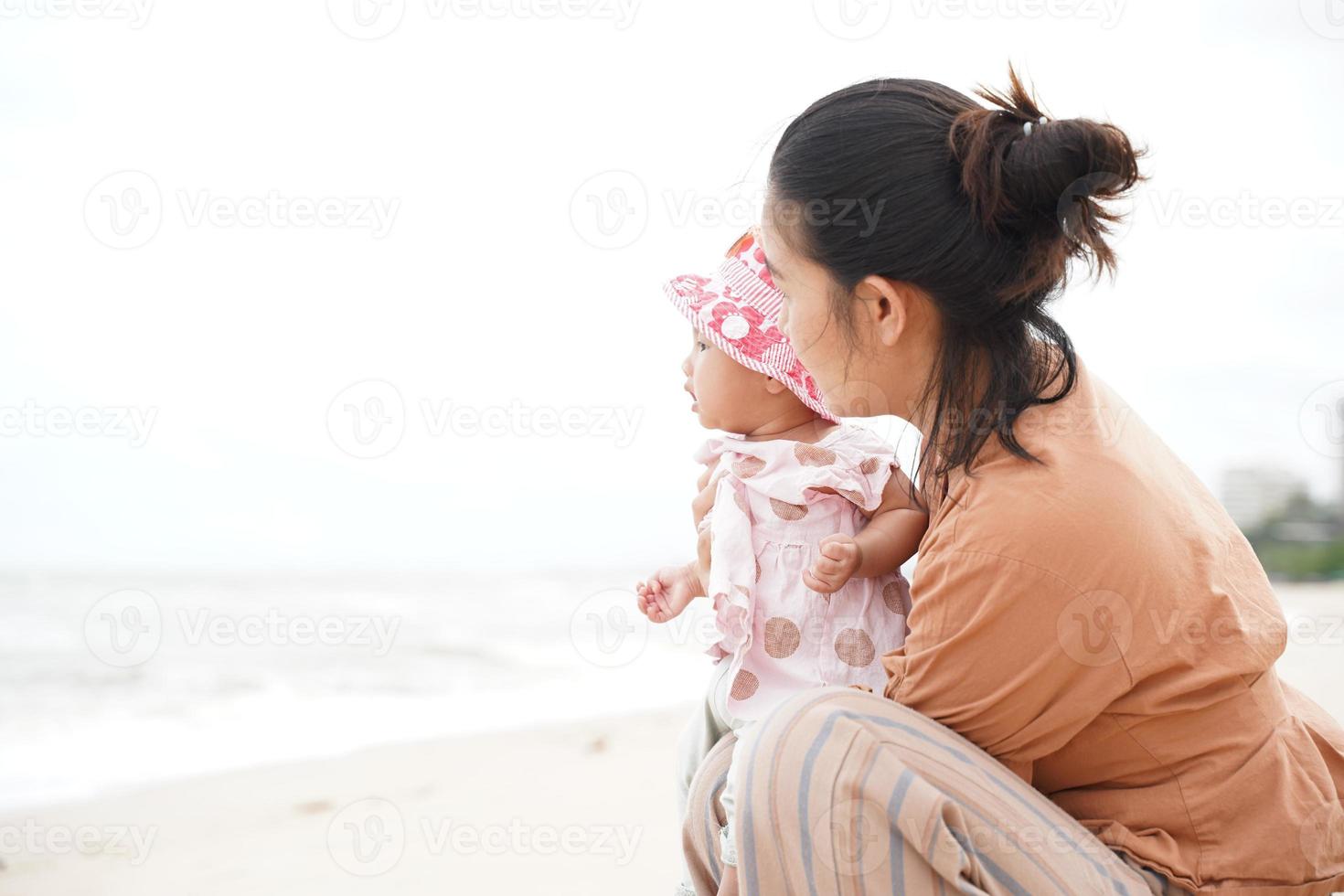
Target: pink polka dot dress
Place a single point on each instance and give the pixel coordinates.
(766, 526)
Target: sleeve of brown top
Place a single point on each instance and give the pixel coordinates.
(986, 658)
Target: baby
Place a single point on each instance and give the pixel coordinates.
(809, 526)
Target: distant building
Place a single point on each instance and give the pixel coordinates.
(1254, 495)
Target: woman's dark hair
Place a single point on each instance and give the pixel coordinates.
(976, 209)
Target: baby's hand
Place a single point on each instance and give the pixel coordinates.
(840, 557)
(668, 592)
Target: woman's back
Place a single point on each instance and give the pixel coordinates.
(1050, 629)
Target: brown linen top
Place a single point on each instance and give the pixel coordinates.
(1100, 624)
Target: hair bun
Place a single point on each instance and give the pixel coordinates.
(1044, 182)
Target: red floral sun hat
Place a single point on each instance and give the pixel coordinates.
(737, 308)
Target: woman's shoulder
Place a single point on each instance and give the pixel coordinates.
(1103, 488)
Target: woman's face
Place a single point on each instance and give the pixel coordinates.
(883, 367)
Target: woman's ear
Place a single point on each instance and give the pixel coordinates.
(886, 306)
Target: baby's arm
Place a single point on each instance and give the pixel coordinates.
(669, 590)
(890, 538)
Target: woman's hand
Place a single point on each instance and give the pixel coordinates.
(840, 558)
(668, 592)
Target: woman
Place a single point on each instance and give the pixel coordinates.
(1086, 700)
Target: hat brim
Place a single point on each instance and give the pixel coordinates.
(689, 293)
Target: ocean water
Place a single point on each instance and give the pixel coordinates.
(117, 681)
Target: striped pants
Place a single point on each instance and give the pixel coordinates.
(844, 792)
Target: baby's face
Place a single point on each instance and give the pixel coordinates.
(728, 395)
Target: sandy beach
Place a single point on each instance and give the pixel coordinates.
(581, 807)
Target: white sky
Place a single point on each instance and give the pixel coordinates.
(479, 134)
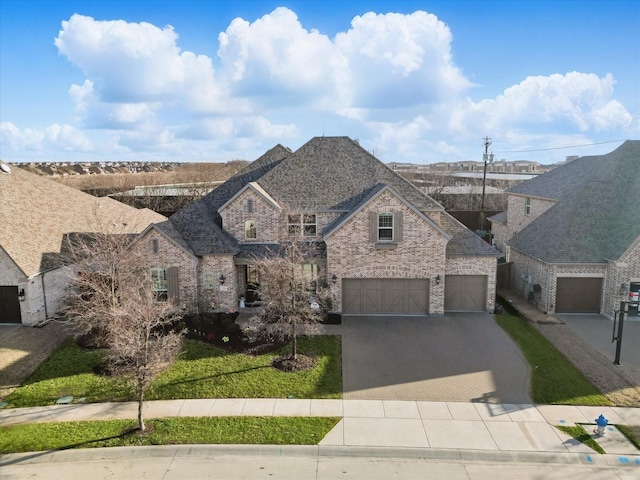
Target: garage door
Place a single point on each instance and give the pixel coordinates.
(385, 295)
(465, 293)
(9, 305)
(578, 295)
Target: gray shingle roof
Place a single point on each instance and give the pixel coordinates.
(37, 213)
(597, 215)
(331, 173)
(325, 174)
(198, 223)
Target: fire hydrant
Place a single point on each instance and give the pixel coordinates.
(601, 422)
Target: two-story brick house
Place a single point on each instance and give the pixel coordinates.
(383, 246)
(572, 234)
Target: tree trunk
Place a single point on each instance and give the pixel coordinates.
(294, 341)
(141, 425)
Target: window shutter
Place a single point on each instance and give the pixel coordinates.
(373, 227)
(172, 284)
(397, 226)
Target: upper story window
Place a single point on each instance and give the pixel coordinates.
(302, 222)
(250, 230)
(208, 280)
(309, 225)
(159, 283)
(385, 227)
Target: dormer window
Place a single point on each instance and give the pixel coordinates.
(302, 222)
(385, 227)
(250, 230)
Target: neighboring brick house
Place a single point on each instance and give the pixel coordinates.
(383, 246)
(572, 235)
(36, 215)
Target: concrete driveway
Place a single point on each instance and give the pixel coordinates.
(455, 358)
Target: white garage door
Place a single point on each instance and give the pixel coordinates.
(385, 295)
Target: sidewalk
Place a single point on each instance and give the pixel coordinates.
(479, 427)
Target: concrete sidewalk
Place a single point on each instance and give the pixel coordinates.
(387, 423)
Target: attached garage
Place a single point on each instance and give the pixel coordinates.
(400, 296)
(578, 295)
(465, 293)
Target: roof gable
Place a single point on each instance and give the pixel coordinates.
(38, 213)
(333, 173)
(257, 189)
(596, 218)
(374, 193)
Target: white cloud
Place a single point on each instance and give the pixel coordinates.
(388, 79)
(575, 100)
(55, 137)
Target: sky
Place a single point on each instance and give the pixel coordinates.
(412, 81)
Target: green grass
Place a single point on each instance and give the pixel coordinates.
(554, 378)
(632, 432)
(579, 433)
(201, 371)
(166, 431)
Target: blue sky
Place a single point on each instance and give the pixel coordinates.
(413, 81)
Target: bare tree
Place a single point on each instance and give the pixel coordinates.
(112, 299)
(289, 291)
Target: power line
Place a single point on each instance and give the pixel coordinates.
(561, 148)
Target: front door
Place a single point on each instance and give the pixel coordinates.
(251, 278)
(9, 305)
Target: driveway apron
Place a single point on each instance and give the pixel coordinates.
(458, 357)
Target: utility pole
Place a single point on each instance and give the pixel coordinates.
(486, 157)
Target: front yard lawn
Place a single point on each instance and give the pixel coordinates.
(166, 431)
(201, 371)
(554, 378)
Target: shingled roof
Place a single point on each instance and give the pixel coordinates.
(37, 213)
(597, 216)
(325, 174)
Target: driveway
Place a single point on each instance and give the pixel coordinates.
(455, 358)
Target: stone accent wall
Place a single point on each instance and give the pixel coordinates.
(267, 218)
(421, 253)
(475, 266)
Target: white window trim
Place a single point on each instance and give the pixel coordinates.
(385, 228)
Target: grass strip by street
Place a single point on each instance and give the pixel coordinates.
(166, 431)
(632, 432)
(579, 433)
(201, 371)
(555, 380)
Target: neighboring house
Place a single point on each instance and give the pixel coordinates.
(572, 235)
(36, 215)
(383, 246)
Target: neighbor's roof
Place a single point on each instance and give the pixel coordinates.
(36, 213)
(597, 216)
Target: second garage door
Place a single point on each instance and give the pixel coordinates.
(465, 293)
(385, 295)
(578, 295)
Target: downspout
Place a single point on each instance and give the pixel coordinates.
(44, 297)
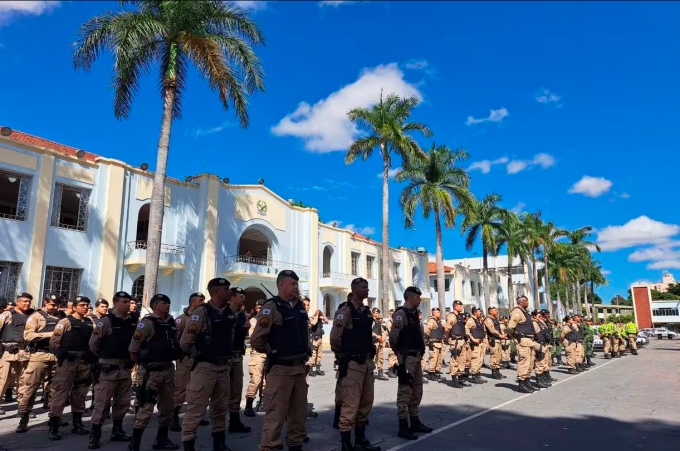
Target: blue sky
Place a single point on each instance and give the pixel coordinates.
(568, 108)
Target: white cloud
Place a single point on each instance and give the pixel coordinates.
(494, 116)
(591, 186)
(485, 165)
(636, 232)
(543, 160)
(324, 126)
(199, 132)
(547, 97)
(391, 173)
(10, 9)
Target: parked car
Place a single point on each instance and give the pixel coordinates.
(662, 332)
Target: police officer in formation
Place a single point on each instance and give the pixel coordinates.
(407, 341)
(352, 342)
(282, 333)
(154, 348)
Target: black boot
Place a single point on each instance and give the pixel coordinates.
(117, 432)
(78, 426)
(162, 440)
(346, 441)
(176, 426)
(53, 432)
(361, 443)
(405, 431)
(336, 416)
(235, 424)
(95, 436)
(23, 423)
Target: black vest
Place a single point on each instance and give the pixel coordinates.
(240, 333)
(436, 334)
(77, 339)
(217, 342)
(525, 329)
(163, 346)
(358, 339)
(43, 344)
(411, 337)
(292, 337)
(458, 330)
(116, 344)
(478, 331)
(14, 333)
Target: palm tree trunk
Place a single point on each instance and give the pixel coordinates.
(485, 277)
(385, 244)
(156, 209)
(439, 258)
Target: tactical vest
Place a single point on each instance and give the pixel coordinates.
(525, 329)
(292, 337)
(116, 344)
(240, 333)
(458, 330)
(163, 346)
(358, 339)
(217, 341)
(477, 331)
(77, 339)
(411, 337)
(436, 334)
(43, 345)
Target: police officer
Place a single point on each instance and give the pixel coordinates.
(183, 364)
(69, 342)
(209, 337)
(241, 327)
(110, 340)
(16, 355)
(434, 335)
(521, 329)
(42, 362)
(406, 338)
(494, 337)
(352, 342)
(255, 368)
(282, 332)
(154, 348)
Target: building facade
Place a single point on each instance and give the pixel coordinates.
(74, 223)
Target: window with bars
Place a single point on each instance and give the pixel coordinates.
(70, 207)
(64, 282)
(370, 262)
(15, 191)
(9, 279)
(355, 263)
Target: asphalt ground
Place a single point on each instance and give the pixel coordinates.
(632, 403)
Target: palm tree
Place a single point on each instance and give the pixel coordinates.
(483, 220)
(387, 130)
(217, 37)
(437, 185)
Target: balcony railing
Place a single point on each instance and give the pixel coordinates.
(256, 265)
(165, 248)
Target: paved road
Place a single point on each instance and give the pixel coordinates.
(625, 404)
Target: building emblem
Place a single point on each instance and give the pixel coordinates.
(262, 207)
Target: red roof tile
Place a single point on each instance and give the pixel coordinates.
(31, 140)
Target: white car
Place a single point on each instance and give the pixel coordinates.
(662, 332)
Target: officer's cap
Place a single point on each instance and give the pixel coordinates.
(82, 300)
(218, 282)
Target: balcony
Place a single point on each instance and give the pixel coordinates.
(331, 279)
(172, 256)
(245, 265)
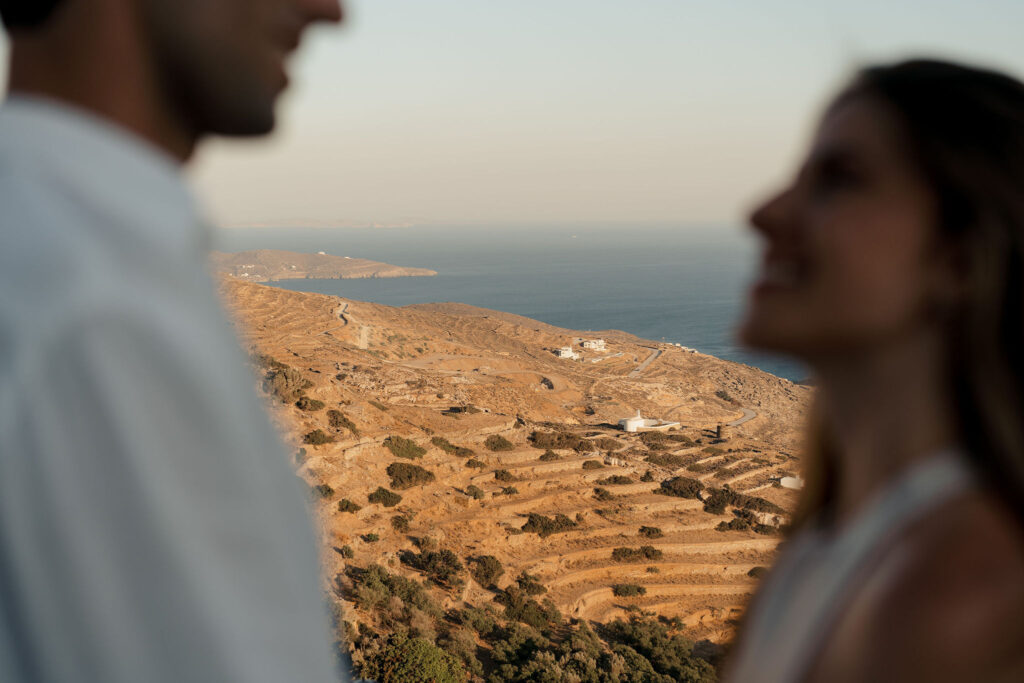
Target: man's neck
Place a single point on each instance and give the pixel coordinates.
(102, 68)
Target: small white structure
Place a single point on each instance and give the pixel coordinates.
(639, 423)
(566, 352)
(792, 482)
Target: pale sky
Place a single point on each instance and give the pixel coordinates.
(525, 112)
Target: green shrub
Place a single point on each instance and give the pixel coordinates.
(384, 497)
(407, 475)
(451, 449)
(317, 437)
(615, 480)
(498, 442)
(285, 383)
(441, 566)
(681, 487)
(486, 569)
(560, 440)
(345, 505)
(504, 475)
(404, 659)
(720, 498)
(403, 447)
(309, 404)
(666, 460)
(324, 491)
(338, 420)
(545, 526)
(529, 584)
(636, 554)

§ TASK STATEMENT:
Repeat verbatim the lines between the start of the data and the line containing "Target: distant building", both ends included, omitting all pictures.

§ RESULT:
Target: pink polka dot dress
Place a single point on each instance and give the pixel coordinates.
(766, 526)
Target: sleeve of brown top
Place a single point on each instance and give the pixel coordinates.
(986, 658)
Target: baby
Place a single point on each instance and give the pixel coordinates.
(809, 526)
Target: distant building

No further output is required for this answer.